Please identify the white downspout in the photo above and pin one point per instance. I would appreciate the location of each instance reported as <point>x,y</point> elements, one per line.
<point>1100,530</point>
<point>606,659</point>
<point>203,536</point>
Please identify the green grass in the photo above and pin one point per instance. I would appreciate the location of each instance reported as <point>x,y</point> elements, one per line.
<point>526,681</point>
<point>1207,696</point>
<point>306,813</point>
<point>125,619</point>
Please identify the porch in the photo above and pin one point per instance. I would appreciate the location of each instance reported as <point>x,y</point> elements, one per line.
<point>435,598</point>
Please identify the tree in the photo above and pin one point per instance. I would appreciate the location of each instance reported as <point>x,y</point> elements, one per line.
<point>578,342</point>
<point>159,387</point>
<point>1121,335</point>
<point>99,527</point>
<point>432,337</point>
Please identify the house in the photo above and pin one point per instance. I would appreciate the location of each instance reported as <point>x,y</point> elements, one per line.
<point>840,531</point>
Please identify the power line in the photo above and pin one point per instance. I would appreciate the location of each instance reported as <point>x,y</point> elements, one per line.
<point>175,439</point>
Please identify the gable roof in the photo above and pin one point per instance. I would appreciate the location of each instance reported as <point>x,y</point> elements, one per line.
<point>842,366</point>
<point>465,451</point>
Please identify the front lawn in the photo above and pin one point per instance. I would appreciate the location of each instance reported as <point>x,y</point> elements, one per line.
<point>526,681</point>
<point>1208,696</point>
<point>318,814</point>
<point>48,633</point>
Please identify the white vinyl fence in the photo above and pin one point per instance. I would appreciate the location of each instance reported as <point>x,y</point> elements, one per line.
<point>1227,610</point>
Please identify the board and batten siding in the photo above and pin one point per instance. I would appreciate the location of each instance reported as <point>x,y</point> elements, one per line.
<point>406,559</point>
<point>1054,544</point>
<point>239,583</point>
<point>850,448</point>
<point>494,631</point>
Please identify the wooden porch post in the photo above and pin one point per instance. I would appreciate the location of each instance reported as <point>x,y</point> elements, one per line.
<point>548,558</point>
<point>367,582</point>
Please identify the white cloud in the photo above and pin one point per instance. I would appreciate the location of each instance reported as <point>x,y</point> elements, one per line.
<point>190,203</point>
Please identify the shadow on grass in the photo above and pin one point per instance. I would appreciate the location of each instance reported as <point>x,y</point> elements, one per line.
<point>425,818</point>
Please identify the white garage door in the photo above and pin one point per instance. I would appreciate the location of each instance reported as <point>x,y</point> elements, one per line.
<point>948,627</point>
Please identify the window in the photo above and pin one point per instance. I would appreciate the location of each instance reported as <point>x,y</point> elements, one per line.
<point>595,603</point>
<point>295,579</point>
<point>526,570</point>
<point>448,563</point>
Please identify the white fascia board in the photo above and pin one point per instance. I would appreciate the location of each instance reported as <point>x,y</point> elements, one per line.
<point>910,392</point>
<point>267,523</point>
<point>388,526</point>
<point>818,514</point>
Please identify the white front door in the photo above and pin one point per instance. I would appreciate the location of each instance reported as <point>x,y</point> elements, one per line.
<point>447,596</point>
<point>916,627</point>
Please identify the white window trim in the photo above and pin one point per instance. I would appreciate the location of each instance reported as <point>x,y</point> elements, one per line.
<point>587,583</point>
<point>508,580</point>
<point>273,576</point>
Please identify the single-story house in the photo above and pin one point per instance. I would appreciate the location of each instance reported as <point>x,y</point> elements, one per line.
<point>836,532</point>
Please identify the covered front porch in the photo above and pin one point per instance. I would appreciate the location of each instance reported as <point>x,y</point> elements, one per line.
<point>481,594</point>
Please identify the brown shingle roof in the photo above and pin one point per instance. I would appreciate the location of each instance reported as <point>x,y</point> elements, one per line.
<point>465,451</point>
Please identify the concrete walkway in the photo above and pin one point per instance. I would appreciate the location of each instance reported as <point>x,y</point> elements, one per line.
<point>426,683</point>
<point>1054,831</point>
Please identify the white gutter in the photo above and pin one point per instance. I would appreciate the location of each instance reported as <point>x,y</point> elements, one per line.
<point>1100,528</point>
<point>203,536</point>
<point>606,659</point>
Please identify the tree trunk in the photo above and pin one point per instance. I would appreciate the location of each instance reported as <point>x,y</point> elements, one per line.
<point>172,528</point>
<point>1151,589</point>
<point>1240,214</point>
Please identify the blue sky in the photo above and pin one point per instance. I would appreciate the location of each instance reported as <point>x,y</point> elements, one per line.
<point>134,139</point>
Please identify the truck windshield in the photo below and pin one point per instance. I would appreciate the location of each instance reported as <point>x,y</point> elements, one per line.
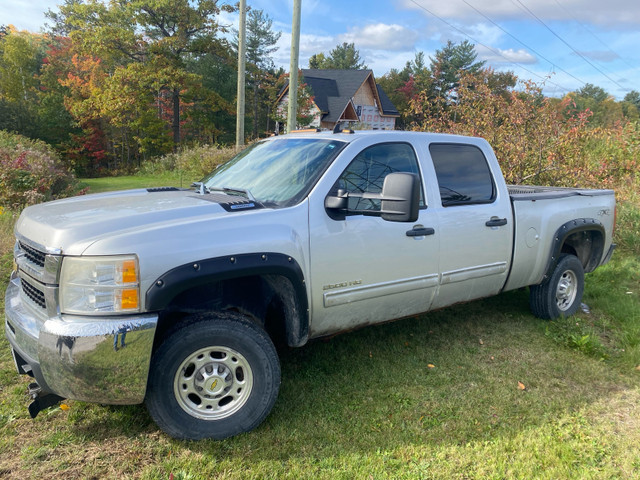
<point>278,172</point>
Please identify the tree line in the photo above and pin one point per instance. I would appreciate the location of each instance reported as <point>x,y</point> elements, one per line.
<point>111,84</point>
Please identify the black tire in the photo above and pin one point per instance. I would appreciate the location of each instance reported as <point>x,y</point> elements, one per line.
<point>561,295</point>
<point>214,376</point>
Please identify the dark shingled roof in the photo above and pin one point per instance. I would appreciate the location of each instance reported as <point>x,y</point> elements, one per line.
<point>334,89</point>
<point>388,108</point>
<point>343,85</point>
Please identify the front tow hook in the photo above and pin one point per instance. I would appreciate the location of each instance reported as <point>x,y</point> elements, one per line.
<point>40,400</point>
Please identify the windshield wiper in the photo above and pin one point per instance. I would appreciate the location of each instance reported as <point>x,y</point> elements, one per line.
<point>202,188</point>
<point>243,191</point>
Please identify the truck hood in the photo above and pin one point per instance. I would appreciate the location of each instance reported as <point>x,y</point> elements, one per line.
<point>71,225</point>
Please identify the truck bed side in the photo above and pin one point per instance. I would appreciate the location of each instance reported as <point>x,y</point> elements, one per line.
<point>580,220</point>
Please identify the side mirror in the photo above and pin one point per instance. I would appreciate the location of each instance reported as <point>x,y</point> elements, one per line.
<point>399,200</point>
<point>400,197</point>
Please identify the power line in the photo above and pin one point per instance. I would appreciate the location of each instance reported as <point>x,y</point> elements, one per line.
<point>487,47</point>
<point>524,44</point>
<point>605,45</point>
<point>568,45</point>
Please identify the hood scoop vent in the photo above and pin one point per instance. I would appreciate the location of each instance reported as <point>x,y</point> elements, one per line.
<point>230,203</point>
<point>163,189</point>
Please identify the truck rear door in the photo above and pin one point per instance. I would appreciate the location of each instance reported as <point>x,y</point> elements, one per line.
<point>475,222</point>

**Exercise brief**
Recast every line of the entries above as a JSON list of strings, one string per line, skipping blank lines and leaving any images out of the answer.

**Written reply**
[
  "Please identify the white downspout in the photo above and pin one point per instance. I would appreciate the location of each instance reported as <point>x,y</point> elements, one per line.",
  "<point>1100,530</point>",
  "<point>606,659</point>",
  "<point>203,536</point>",
  "Please identify the green grass in the photo above and pin one point per instance. I would appreciate the location of each instance reported as <point>x,y</point> elements, one per line.",
  "<point>526,681</point>",
  "<point>1207,696</point>",
  "<point>306,813</point>",
  "<point>125,619</point>",
  "Please identify the porch in the photo above and pin one point per instance. I would appreciate the location of each instance reported as <point>x,y</point> elements, one per line.",
  "<point>435,598</point>",
  "Please identify the tree in the photo above and pin one point per instance. I would appreciate the location of each instance reported as <point>x,y</point> elements, one per line.",
  "<point>578,342</point>",
  "<point>159,387</point>",
  "<point>1121,335</point>",
  "<point>99,527</point>",
  "<point>432,337</point>",
  "Please identify the house in the photo above and pin one point per instance. I would appreciate the location of each instance reported as <point>x,y</point> elements, one per line.",
  "<point>840,531</point>",
  "Please identify the power line in the photo above and pin one point per instance. I would appreciate the location of each instance reported as <point>x,y</point> elements, one per line.",
  "<point>175,439</point>",
  "Please identify the gable roof in the photo above and pin one point per instance. I would appreciate the location of each instance reported as <point>x,y</point> elements, one per line.",
  "<point>842,366</point>",
  "<point>465,451</point>",
  "Please identify the front lawn in the photo above and pin one point per instance. I would appreciate the location of each instance reported as <point>x,y</point> elements, one per line.",
  "<point>526,681</point>",
  "<point>1208,696</point>",
  "<point>318,814</point>",
  "<point>48,633</point>",
  "Please identify the white vinyl fence in the photo above and pin one point per instance. I would appreciate the location of each instance reported as <point>x,y</point> elements, one per line.",
  "<point>1227,610</point>",
  "Please identify the board and batten siding in the photo above and pin one point per instance. I would appreciate the location of each instance reported as <point>x,y</point> elements, one per line.",
  "<point>406,559</point>",
  "<point>1054,544</point>",
  "<point>239,583</point>",
  "<point>850,448</point>",
  "<point>494,631</point>",
  "Please identify the wooden porch post in the photo above and pin one point per instance. I would appreciate the location of each instance reported as <point>x,y</point> elements, one per line.",
  "<point>548,558</point>",
  "<point>367,582</point>",
  "Please identify the white cloud in the photo above and pin one point per instance. I would appreciate the location of each instance reported as <point>x,y</point> elements, one per line.",
  "<point>190,203</point>",
  "Please identify the shadow on grass in the photo above and pin one point per instance. I would appreciate the location of each instance reported as <point>x,y</point> elements, one per line.",
  "<point>425,818</point>",
  "Please identify the white garage door in the photo above and pin one point per instance. I would appreciate the location of each instance reported as <point>x,y</point> elements, one per line.",
  "<point>948,627</point>",
  "Please identify the window in the photo above and pin one point per instance. I would appreciate the location of each instance reported as <point>x,y</point> elements, one per line.",
  "<point>595,603</point>",
  "<point>295,579</point>",
  "<point>526,570</point>",
  "<point>448,563</point>",
  "Please identify the white fascia board in the photo above and pin one point per instance. I would appreciate the location of each instance reported as <point>x,y</point> elements, one per line.",
  "<point>910,392</point>",
  "<point>267,523</point>",
  "<point>388,526</point>",
  "<point>818,514</point>",
  "Please identify the white front door in the photo above and pin one point per instance. I would appreciate the location of each instance reported as <point>x,y</point> elements, one per line.",
  "<point>447,596</point>",
  "<point>916,627</point>",
  "Please identify the white window trim in the photo above and pin one point per instance. I would appreciate the location of each instance reported as <point>x,y</point> elements, one per line.",
  "<point>587,583</point>",
  "<point>508,580</point>",
  "<point>273,576</point>",
  "Please identify the single-story house in the photo above and pin one point per instance. I would appreciate the location of each instance reported as <point>x,y</point> elements, one per line.",
  "<point>836,532</point>",
  "Please identify the covered front porch in the photo above and pin one point per instance. I would appreciate the location of each instance reported as <point>x,y</point> elements, one per line.",
  "<point>481,594</point>",
  "Please identify the brown shingle roof in the photo above and pin one point per instance. I would appreciate the location of each instance reported as <point>x,y</point> elements, one per line.",
  "<point>465,451</point>",
  "Please identify the concrete walkway in the photo above and pin one point per instance. I would appreciate the location of each instance reported as <point>x,y</point> elements, one per line.",
  "<point>426,683</point>",
  "<point>1054,831</point>",
  "Please identify the white gutter in the photo above and pin one point per instance. I would appreciate the location of each instance reported as <point>x,y</point> elements, one per line.",
  "<point>1100,528</point>",
  "<point>203,536</point>",
  "<point>606,659</point>",
  "Please identify the tree trunk in the photo above and pin one point per instance. I would appreciate the location of each instance reported as <point>x,y</point> elements, one per line.",
  "<point>172,528</point>",
  "<point>1151,589</point>",
  "<point>1240,214</point>",
  "Please identify the blue sky in the photo above and pin one point per instance. I would appreciate the location of each instance reported as <point>x,y</point> elements, one per line.",
  "<point>134,139</point>",
  "Please identify the truck windshield in the photo below and pin one point per instance. I would appreciate the location of each instance reported as <point>x,y</point> elements, one per line.",
  "<point>278,172</point>",
  "Please identify the tree line in the photo above and pin one point per instance. I would appreciate the location of each instance reported as <point>x,y</point> elements, one per line.",
  "<point>111,84</point>",
  "Please identify the black tire in the photo above and pin one point per instance. I would appreciate the location of each instance reported as <point>x,y</point> elements, one per line.",
  "<point>561,295</point>",
  "<point>214,376</point>",
  "Please identify the dark shingled roof in the photo above and pin one point per instance. I would appreciate the location of each instance reported as <point>x,y</point> elements, one per line.",
  "<point>334,89</point>",
  "<point>388,108</point>",
  "<point>343,85</point>",
  "Please identify the front tow hook in the photo above and pin one point per instance. I would appreciate the location of each instance reported as <point>x,y</point> elements, one per line.",
  "<point>40,400</point>",
  "Please identify the windshield wiper in the photo above and pin one point per instance. I would appreciate the location of each instance reported as <point>x,y</point> elements, one per line.",
  "<point>202,188</point>",
  "<point>243,191</point>",
  "Please identify the truck hood in the photo above and pin one point per instance. I would appreciate the location of each instance reported as <point>x,y</point> elements, one per line.",
  "<point>71,225</point>",
  "Please identify the truck bed side in the photo above and pin one point per instance. I would appreciate the location of each instance reported as <point>x,y</point> elements, one per line.",
  "<point>580,220</point>",
  "Please identify the side mirror in the photo above and pin one point per instance. I would appreciate the location of each instance reported as <point>x,y</point> elements, one per line.",
  "<point>399,200</point>",
  "<point>400,197</point>",
  "Please identify the power line in the photo above and pin one point per instance. I would appreciate the location of each instance reported as <point>x,y</point> elements, one per line.",
  "<point>487,47</point>",
  "<point>524,44</point>",
  "<point>605,45</point>",
  "<point>568,45</point>",
  "Please identify the hood scoop vent in the photo above and pin one point per instance. I would appreciate the location of each instance reported as <point>x,y</point> elements, one per line.",
  "<point>230,203</point>",
  "<point>163,189</point>",
  "Please identify the truck rear door in the photo above and pin one point per instance. I would appreciate the location of each instance reported as <point>x,y</point> elements, one per line.",
  "<point>475,222</point>"
]